• _Exercise details_
Copy the data word for word, keeping every line.

• _Data to process_
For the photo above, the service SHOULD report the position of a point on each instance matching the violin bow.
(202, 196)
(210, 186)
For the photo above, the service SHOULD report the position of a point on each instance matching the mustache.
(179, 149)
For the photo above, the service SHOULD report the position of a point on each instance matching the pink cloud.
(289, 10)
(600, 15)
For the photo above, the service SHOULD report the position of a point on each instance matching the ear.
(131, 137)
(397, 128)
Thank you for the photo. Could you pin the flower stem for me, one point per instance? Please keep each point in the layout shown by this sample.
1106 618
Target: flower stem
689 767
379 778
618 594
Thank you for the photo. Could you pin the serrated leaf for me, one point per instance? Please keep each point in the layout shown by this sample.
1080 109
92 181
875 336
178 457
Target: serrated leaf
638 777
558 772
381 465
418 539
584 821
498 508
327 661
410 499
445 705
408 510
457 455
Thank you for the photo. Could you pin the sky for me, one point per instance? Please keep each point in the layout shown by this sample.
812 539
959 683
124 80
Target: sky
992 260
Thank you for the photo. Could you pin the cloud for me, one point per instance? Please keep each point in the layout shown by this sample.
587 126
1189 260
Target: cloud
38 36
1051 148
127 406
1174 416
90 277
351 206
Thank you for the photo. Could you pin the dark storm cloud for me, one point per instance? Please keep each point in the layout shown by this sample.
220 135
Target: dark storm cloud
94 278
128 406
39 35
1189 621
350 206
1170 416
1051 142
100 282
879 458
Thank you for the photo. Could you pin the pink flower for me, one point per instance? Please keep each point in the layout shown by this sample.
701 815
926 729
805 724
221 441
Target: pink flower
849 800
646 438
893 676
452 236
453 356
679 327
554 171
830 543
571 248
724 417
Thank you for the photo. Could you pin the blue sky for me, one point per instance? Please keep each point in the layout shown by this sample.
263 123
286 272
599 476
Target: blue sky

• _Answer to this problem_
For the photo above, the service SHOULD report the position of a point on each instance matching the violin bow.
(202, 196)
(210, 186)
For the photo above, the service SHOULD report the position of a point on each instance matching the mustache.
(179, 149)
For the photo above, the service SHOULD report the position of a point on each instance matching the pink cloud.
(289, 10)
(600, 15)
For the photo above, the service SHOULD report the position of a point on each instance matching the ear.
(131, 137)
(397, 128)
Thank you for the photo. Could you pin the flower stem for me, one point per instance? Please keep each point in the layout shown by this sample.
1106 618
Target: flower stem
689 767
379 778
618 594
Thank you for the photo. Could you pin the serrated leaf for me, one point per instance? Please keep each point in the layout shown by this sample.
1080 109
92 181
875 336
178 457
Target: serrated leaf
638 777
558 772
381 465
418 539
584 821
498 508
327 661
410 499
445 705
408 510
457 455
Thank you for the photo. Could you pin the sky for me, one point per instance? Please keep each point in the layout shown by this sample.
812 539
959 683
124 80
Target: sky
992 260
Thank you for the photo. Could you pin the cloud for me, one point per instance? Please keep each point in the layout shown by this sample.
587 126
1189 260
Target: cloud
38 36
1051 148
127 406
1174 416
90 277
351 206
Thank you for the photo. Could you pin the dark storm cloud for me, one point per instance? Please keep each point in the layout shown by this sample.
220 135
Target: dark storm cloud
94 278
128 406
39 35
1189 621
350 206
1170 416
1051 142
100 282
879 458
Thank you for the photo. Could you pin the pink flower for me, one point per instance? Please keep each point in the layout shown by this sample.
701 815
926 729
805 724
221 441
Target: pink flower
849 800
646 438
893 676
452 236
453 356
679 327
554 171
830 543
571 248
724 417
Thank you for the photo. Could you pin the blue sky for me, one point per instance? Please keep each point in the layout shown by this sample.
263 123
286 272
599 476
Target: blue sky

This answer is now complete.